[Referring expression data]
== Segment start ==
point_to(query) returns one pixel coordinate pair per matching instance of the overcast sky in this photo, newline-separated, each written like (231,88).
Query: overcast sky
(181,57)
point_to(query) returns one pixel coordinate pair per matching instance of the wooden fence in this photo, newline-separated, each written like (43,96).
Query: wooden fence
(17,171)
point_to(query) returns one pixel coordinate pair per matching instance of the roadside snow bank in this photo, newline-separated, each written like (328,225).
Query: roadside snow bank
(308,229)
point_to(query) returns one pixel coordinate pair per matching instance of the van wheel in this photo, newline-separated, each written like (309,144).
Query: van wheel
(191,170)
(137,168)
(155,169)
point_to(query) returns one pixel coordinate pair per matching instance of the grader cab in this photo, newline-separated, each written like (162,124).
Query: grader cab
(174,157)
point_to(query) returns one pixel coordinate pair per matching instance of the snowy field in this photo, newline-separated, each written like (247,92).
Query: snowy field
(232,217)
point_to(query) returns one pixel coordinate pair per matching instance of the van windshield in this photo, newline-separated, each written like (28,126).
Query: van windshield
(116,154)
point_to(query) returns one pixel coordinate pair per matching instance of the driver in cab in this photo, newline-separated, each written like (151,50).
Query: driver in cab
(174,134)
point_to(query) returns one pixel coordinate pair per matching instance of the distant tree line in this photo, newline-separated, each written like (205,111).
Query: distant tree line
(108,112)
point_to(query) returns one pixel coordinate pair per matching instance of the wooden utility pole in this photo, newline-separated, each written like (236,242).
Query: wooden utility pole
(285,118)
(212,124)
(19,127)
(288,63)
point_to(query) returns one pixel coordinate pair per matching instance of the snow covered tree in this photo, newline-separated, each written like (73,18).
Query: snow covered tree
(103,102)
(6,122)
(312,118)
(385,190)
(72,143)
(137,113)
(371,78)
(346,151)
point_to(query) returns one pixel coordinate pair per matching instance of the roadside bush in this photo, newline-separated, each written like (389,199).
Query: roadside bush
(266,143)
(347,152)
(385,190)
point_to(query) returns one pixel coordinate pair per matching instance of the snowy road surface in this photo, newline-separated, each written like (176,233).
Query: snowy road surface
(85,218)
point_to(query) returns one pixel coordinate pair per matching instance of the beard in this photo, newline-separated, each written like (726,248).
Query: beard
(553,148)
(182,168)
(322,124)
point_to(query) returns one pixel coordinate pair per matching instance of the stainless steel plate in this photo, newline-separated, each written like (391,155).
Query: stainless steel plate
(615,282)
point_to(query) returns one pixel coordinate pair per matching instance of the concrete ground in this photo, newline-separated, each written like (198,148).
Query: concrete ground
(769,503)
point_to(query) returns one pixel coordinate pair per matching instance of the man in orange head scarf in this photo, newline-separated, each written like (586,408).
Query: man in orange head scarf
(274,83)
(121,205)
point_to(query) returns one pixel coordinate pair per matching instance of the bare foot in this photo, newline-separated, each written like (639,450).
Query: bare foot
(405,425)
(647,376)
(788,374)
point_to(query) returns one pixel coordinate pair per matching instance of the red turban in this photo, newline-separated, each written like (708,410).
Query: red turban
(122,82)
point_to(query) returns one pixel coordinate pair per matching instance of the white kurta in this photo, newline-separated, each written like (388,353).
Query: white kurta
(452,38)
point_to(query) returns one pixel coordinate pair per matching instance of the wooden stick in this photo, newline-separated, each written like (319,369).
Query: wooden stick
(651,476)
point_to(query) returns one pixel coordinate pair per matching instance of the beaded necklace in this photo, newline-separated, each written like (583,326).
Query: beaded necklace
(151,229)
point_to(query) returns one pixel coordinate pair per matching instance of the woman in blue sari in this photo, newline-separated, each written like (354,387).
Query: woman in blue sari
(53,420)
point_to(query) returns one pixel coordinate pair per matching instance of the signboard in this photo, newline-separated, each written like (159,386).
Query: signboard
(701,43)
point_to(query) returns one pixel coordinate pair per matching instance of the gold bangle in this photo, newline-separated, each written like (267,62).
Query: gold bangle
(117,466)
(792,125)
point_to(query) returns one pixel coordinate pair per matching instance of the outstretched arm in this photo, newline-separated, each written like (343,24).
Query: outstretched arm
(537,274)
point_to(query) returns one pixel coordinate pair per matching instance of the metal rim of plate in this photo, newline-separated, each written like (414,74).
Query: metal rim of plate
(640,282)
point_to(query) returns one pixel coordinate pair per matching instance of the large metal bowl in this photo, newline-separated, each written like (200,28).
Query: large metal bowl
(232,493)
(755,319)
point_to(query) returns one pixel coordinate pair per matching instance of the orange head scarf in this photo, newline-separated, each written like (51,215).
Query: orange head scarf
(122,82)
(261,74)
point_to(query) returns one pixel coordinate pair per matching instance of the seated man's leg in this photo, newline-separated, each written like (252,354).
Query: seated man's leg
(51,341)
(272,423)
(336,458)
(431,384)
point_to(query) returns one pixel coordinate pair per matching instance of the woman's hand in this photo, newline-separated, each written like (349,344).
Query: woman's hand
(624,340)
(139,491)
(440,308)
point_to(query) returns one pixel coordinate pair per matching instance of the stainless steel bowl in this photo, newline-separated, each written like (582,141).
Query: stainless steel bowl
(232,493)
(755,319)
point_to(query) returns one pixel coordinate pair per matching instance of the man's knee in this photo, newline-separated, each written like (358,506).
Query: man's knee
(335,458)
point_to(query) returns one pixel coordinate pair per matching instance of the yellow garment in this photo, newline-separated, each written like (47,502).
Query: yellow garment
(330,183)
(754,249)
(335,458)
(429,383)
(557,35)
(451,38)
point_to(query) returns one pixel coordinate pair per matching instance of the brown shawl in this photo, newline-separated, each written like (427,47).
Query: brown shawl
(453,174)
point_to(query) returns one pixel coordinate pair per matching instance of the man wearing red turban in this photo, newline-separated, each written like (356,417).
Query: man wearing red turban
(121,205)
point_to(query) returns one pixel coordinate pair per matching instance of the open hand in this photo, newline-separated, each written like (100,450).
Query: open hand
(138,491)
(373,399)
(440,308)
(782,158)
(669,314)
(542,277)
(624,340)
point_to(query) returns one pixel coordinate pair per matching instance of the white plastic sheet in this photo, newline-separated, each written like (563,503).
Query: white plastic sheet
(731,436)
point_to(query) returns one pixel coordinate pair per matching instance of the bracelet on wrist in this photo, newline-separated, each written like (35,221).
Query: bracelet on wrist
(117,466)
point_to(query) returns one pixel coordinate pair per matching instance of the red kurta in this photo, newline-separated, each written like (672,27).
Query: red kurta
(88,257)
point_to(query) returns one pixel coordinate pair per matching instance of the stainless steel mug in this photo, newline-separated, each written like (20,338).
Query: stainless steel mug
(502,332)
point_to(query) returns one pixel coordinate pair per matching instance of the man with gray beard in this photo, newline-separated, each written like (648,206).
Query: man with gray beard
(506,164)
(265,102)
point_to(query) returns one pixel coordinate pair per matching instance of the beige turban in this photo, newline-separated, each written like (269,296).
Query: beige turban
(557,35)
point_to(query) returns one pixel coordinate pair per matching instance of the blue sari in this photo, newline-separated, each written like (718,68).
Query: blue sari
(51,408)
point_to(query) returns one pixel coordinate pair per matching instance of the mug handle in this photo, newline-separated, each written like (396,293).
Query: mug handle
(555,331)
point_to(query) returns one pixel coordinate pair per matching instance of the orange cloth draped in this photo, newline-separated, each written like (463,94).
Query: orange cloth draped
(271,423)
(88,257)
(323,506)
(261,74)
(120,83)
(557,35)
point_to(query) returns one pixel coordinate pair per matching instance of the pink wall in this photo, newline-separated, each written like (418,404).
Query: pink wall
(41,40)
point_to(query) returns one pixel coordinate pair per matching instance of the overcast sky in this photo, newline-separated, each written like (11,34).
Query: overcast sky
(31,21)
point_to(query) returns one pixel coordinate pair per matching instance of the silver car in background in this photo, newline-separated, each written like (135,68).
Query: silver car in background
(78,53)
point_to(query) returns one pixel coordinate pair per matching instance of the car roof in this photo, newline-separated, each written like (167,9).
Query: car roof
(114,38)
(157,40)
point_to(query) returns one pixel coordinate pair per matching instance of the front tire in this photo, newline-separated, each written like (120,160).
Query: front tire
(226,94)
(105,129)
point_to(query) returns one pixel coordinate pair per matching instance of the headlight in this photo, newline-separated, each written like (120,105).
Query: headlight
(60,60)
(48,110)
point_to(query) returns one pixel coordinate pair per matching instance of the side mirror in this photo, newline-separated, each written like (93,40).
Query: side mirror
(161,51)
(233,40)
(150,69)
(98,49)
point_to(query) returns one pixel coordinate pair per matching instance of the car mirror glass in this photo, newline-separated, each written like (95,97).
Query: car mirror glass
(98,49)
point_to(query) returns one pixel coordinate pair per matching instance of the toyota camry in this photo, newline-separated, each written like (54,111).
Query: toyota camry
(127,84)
== Segment end ==
== Segment start ==
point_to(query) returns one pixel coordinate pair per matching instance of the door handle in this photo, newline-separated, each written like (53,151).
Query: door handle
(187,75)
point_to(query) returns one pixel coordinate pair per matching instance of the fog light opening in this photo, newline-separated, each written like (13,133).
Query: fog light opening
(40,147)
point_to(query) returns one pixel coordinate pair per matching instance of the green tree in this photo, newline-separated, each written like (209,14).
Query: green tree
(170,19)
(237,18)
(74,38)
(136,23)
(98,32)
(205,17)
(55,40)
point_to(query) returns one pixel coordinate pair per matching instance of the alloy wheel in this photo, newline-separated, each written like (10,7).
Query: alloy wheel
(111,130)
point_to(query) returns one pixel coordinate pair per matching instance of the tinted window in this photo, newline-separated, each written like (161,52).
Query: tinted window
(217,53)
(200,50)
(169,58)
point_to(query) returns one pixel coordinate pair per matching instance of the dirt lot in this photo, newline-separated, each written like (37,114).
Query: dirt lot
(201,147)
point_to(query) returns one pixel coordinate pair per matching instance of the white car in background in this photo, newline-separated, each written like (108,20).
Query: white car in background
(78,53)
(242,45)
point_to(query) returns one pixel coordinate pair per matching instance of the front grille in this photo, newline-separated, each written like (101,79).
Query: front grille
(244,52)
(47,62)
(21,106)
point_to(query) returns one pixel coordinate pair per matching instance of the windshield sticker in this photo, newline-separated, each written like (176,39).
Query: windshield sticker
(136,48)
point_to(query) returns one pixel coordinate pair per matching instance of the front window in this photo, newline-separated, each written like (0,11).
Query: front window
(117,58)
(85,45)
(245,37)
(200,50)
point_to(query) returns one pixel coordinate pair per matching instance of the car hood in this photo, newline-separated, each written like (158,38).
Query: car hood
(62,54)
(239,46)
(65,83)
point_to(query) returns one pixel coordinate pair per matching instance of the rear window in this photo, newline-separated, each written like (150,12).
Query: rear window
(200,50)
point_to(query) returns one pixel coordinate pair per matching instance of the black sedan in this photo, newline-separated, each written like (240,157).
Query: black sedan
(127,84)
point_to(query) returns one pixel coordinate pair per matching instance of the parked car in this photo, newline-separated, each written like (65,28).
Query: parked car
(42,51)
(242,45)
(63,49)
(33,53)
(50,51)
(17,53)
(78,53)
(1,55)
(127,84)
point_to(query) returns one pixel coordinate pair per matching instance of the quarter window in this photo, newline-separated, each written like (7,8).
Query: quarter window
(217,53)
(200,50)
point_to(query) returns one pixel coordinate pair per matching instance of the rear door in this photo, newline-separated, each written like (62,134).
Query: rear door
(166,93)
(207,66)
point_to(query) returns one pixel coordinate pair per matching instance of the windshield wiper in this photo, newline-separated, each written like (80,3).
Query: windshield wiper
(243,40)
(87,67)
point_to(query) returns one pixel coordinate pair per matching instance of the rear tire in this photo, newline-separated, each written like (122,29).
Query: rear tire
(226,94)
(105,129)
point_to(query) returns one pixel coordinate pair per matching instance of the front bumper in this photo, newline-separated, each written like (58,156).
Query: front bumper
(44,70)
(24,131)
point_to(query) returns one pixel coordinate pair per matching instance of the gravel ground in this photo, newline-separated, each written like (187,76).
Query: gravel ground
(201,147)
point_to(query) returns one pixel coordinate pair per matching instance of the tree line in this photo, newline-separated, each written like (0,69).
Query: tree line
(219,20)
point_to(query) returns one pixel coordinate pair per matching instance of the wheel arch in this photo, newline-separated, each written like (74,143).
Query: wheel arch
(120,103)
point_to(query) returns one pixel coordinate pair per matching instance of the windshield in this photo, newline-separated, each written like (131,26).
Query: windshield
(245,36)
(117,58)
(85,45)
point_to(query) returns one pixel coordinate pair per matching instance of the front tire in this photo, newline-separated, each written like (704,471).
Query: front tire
== Segment end ==
== Segment start ==
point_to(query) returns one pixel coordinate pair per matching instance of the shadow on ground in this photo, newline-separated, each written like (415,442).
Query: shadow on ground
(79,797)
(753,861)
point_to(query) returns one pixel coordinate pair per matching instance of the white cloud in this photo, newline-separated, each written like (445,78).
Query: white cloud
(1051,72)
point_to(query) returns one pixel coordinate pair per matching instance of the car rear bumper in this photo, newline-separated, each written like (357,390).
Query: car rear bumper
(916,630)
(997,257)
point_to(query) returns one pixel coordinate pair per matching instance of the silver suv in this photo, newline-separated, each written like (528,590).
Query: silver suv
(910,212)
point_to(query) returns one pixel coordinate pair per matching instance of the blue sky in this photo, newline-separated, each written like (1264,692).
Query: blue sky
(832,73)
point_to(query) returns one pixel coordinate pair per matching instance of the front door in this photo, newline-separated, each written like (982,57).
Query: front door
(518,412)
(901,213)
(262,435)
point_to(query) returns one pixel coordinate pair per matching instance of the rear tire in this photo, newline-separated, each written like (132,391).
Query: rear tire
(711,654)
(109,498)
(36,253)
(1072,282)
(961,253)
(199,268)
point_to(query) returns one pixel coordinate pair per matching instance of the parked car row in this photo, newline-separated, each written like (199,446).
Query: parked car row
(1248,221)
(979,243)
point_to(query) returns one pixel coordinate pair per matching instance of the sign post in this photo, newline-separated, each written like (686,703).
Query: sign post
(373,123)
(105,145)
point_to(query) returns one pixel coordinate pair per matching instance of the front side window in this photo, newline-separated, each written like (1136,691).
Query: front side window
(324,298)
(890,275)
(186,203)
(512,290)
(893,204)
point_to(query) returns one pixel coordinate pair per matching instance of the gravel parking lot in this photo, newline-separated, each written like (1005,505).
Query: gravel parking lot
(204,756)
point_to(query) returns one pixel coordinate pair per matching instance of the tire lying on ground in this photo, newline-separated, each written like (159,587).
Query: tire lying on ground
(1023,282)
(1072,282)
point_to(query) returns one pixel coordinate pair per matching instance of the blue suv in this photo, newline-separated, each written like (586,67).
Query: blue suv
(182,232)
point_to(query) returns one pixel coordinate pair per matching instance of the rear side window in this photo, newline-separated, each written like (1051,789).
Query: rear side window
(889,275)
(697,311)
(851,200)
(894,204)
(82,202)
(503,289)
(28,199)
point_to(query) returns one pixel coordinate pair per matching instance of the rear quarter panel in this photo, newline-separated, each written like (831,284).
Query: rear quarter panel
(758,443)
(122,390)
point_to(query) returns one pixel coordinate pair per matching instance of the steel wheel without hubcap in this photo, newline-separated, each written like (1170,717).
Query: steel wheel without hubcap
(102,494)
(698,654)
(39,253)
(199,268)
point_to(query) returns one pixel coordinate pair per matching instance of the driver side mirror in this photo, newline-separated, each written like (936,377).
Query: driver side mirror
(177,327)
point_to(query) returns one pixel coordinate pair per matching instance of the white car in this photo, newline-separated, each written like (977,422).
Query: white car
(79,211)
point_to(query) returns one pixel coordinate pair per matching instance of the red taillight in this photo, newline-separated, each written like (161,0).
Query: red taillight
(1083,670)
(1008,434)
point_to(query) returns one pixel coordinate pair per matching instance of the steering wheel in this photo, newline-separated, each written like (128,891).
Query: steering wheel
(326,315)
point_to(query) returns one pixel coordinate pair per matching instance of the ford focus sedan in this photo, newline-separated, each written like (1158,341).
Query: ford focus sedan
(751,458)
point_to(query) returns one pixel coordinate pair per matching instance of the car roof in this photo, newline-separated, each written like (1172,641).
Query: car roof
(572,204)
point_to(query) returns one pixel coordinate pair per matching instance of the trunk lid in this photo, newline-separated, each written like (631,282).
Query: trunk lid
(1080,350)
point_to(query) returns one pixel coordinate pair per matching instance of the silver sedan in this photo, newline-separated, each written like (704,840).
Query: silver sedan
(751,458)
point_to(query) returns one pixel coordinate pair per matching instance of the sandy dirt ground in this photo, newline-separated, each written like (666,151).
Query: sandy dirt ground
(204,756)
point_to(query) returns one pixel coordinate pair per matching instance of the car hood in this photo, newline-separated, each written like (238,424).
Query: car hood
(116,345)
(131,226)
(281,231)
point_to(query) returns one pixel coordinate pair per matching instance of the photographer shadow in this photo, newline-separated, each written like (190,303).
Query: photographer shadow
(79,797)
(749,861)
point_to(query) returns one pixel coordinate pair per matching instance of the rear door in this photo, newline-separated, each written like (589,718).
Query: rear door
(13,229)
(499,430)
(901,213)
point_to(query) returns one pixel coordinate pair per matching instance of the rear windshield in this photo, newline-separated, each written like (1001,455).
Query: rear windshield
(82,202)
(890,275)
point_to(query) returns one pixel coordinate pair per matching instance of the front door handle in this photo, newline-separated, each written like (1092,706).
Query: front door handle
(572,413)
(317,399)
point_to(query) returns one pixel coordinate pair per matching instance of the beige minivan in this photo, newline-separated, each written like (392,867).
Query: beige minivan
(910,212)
== Segment end ==
ABOUT THIS TASK. From the records above, copy out the line with "written like (231,88).", the line with "written like (236,242).", and every line between them, word for word.

RESULT.
point_to(query) returns one pixel coordinate pair per matching instance of the overcast sky in this photo, newline-separated, each written like (231,88).
Query: overcast sky
(181,57)
point_to(query) returns one pixel coordinate pair per matching instance of the wooden fence in this photo, newline-separated, each written like (43,96).
Query: wooden fence
(17,171)
point_to(query) returns one pixel coordinate pair per matching instance of the roadside snow bank in this photo, newline-separated, each written like (328,225).
Query: roadside snow bank
(308,229)
point_to(query) returns one pixel coordinate pair per matching instance of the van wheel in this photo, newline-separated, each written like (309,144).
Query: van wheel
(191,170)
(137,168)
(155,169)
point_to(query) returns one pixel coordinate pair per matching instance of the grader cab in this photo, newline-separated, each written like (162,124).
Query: grader cab
(174,157)
point_to(query) returns one pixel coordinate pair per matching instance of the snowy field in this photo, newline-separated, each written like (247,92).
Query: snowy field
(232,217)
point_to(query) returns one pixel coordinate pair per matching instance of the van windshield in this photo, newline-separated, each written like (28,126).
Query: van windshield
(116,154)
point_to(query) returns one pixel coordinate pair per matching instance of the driver in cab in this photo, newline-separated, each written like (151,50).
Query: driver in cab
(174,134)
point_to(query) returns one pixel coordinate pair per matching instance of the distant tree line in this photo, newline-separated, each written like (205,111).
Query: distant tree line
(108,112)
point_to(query) returns one pixel coordinate pair per matching instance of the wooden utility pole in this photo, newline-separated, each written like (236,242).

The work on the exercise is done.